Urgensi Ketahanan Pangan

Oleh Humas     Dipublikasikan pada 4 Maret 2015
Kategori: Opini
Dibaca: 28.250 Kali

eddy_cahyono_sugiartoOleh: Eddy Cahyono Sugiarto, Staf Sekretariat Kabinet

Pangan merupakan soal mati-hidupnya suatu bangsa; apabila kebutuhan pangan rakyat tidak dipenuhi maka “malapetaka”; oleh karena itu perlu usaha secara besar-besaran, radikal, dan revolusioner (Ir. Soekarno)”.

Cuplikan Pidato Presiden RI pertama Ir. Soekarno tersebut mengingatkan kita akan arti penting ketahanan pangan. Isu pangan akan menjadi isu strategis yang terus mewarnai  dinamika perkembangan ekonomi dan politik setiap bangsa,  hal ini tidaklah berlebihan, mengingat  pangan  menjadi  salah satu kebutuhan dasar manusia guna mempertahankan hidup.

Pemenuhan kebutuhan pangan bagi warga negara identik dengan hak asasi, sebagaimana diatur dalam Undang-Undang  Nomor  18 Tahun 2012 tentang Pangan, yang menyatakan bahwa pangan merupakan kebutuhan dasar manusia paling utama, dan pemenuhannya merupakan hak asasi setiap rakyat Indonesia.

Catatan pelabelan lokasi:
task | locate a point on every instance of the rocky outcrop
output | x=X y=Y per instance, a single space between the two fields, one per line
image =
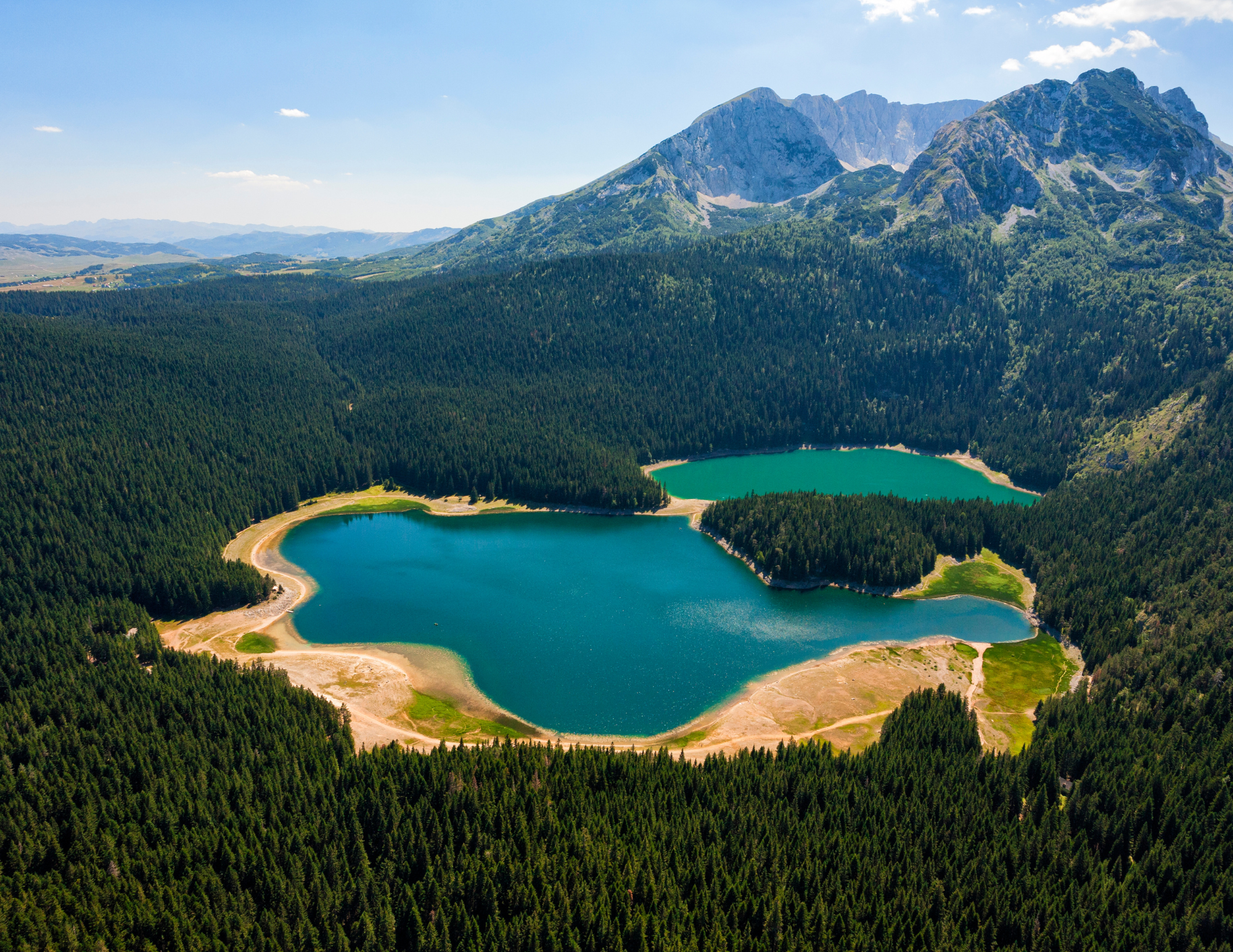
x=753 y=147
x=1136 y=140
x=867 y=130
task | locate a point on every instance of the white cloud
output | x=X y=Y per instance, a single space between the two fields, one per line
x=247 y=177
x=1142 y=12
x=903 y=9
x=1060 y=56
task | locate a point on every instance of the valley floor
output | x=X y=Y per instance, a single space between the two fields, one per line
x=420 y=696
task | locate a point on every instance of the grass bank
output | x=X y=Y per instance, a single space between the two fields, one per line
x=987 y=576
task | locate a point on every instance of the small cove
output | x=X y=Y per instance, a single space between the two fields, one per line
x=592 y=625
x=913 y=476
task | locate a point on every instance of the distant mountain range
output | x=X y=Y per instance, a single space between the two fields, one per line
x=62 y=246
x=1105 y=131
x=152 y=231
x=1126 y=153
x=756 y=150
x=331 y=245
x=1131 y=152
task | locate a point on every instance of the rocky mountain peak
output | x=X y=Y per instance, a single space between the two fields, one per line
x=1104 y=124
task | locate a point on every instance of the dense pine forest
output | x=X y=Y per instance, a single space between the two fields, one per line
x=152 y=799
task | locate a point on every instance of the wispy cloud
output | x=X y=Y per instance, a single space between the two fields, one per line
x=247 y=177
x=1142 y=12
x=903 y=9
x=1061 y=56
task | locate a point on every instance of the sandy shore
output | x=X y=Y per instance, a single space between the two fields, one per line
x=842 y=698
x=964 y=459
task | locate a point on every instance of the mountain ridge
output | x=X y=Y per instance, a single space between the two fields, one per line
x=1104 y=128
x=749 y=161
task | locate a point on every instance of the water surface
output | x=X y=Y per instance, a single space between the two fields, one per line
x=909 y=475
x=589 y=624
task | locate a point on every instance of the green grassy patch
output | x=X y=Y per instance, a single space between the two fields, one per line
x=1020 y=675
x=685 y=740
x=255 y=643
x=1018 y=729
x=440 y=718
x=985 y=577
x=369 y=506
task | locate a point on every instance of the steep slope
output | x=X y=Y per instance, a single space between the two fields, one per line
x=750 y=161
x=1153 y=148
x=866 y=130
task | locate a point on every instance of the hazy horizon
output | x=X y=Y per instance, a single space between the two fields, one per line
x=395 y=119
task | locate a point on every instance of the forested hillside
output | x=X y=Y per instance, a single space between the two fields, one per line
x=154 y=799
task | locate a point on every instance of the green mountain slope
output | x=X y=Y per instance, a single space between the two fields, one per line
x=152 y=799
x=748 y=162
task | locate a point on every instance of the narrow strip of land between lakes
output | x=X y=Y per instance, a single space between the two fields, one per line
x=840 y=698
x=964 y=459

**Soal latihan 1**: Salin dengan tepat bagian teks tentang ketahanan pangan dari "Cuplikan Pidato Presiden" sampai "setiap rakyat Indonesia.", termasuk kedua ujungnya.
**Soal latihan 2**: Menurut teks tentang ketahanan pangan, undang-undang apa yang menyatakan bahwa pemenuhan pangan merupakan hak asasi setiap rakyat Indonesia?

**Jawaban yang diharapkan 1**:
Cuplikan Pidato Presiden RI pertama Ir. Soekarno tersebut mengingatkan kita akan arti penting ketahanan pangan. Isu pangan akan menjadi isu strategis yang terus mewarnai  dinamika perkembangan ekonomi dan politik setiap bangsa,  hal ini tidaklah berlebihan, mengingat  pangan  menjadi  salah satu kebutuhan dasar manusia guna mempertahankan hidup.

Pemenuhan kebutuhan pangan bagi warga negara identik dengan hak asasi, sebagaimana diatur dalam Undang-Undang  Nomor  18 Tahun 2012 tentang Pangan, yang menyatakan bahwa pangan merupakan kebutuhan dasar manusia paling utama, dan pemenuhannya merupakan hak asasi setiap rakyat Indonesia.

**Jawaban yang diharapkan 2**: Undang-Undang Nomor 18 Tahun 2012 tentang Pangan menyatakan hal tersebut.